Work task:
Would you please return all of the entries below exactly as shown?

Data extract:
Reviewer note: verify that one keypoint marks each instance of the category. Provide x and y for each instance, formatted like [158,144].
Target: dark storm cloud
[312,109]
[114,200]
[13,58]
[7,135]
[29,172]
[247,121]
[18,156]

Expected answer:
Reviewer note: verify that one keypoint marks each instance of the category. Provide x and y for each instance, formatted like [158,144].
Target: dark storm cloud
[312,109]
[114,200]
[13,58]
[7,135]
[29,172]
[247,121]
[18,156]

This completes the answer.